* [TASK DIRECTIONS]: Output an exact reproduction of the data.

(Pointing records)
>> Begin
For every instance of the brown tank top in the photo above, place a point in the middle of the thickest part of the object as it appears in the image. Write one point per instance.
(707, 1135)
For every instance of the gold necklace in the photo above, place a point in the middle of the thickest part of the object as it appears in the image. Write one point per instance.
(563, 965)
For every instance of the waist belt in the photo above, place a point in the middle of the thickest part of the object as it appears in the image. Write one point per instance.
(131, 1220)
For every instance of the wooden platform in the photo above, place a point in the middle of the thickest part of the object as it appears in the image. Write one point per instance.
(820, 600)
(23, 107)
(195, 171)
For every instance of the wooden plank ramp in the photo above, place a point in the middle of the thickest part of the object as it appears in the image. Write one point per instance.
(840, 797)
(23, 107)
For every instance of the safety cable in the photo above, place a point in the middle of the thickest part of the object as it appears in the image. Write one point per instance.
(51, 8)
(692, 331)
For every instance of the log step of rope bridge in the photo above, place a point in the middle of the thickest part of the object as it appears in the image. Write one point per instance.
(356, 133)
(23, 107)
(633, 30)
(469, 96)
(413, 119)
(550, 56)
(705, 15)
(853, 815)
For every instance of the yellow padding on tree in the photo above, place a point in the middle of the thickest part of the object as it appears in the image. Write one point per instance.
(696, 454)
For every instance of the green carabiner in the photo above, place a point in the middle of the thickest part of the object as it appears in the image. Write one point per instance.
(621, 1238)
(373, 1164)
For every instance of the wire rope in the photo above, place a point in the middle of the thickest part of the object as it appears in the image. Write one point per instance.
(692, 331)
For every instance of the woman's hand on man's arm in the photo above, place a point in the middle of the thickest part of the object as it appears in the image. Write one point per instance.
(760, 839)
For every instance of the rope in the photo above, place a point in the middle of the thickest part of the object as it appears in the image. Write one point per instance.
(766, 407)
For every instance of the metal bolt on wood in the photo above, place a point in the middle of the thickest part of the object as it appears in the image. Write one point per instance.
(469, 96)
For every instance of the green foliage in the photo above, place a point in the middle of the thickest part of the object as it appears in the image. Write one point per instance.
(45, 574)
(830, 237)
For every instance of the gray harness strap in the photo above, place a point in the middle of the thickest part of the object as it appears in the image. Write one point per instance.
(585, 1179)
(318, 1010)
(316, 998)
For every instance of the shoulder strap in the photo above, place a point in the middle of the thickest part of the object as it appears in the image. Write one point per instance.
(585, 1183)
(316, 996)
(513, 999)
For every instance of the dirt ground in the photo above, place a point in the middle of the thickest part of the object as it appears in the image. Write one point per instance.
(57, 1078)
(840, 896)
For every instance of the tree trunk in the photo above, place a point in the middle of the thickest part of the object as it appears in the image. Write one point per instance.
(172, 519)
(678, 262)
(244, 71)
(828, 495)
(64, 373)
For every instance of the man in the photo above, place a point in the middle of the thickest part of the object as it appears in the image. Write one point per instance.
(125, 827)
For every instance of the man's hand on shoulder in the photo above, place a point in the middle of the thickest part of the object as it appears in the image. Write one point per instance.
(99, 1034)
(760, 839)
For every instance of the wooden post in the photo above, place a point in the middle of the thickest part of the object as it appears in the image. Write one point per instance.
>> End
* [TASK RESPONSE]:
For every instance of the brown tank top in the photo above, place a point in the middle of the thickest part of the object as it appears in the image. Write one point per instance.
(707, 1135)
For every instance of the gold necklace in the photo above, place a point in the middle of the thickest part of the object as it appears in the image. Write one point per instance.
(563, 965)
For every instance of the waist belt in the photo above, place a point in the middle of the thickest part of the object as it appears in the image. Write one point per instance.
(131, 1220)
For every instance of the wooden platform in the photo above, place a point in the middle of the thickest part of the object as it appears in the image. Write one point per instance.
(820, 600)
(23, 107)
(195, 171)
For every instance of the wooden plank ramp in the photo above, place a point in the middle of the thickest part of the object as it appears in the image. Write one point per instance.
(840, 797)
(23, 107)
For every instance of the safety cable in the photo above, place a point in the middle of the thickest part of the object as it appears in the image. Write one point per instance.
(51, 8)
(692, 331)
For every instance of the log step of rope bridge in the photo above, place a point in the middle of the thickest part of the object as it appears in the image. Write one point per instance.
(356, 133)
(23, 107)
(633, 30)
(469, 96)
(413, 119)
(550, 56)
(705, 15)
(853, 815)
For every instance of the yellow padding on tree in the photo above, place a point in the middle of the thickest part of the object as it appears in the image. Write one point per instance.
(696, 454)
For every instance of the green carabiner in the photo above, place a point in the middle of the thickest part of the object as it appears in the image. Write one point per instance.
(621, 1238)
(373, 1164)
For every instance of the wire rope in the photo above, place a point in the middle of the thickest part of the object as it appears in the image. Write one point per instance.
(692, 331)
For every instance of the woman's hand on man's arm in the photo above, place a point in the middle of the thickest part of the object as it appears in the image. Write one point per instance.
(760, 839)
For every instance of the rope in the photo above, place a point in the middle of the thickest part of the object as it appears in the image. Write one point per instance.
(766, 407)
For every instance of the metal bolt on wood in the photo above, place a point in the middle of the thickest part of the object as it appears in the image. Write one point per instance.
(469, 96)
For every instance of the green foliage in the photo above, place a point in the middle of the thickest part of the object as it appears in the image. Write one point per instance.
(45, 574)
(830, 237)
For every instance of the gray harness strap in the photo above, place a point in the middle of the thickest part of the object as it appears in the image. Write one point per instance.
(585, 1179)
(318, 1010)
(316, 998)
For every instance of the shoulder strap in the photo above, place a point in the middle of the thickest part of the object as it appears in the image. Write one point per instance.
(585, 1183)
(316, 996)
(513, 999)
For every instance of the dirt ground in the photo above, place a point in the middle of the thickest part of the object as it appears in the image. Write one point per instance.
(57, 1078)
(840, 896)
For every instance of the tree trunk in the photo above, place a point in the middle of the thickest part of the object as it appears in the image. Write one point per instance.
(172, 519)
(678, 262)
(244, 71)
(828, 495)
(64, 373)
For every instance of the man in the photo above, place a point in the middle of the thickest part of the object as it appears in the image. Write one point per instance.
(125, 827)
For every instance of the man's hand on shoulder in the photo above, place a point in the middle of the thickest part of the object as it appears in the image. Write one point per instance.
(99, 1034)
(760, 839)
For every instance of the wooden post in the photo above, place a point in the middle of the thickest part of the object as it appears in the image. Write one point per instance.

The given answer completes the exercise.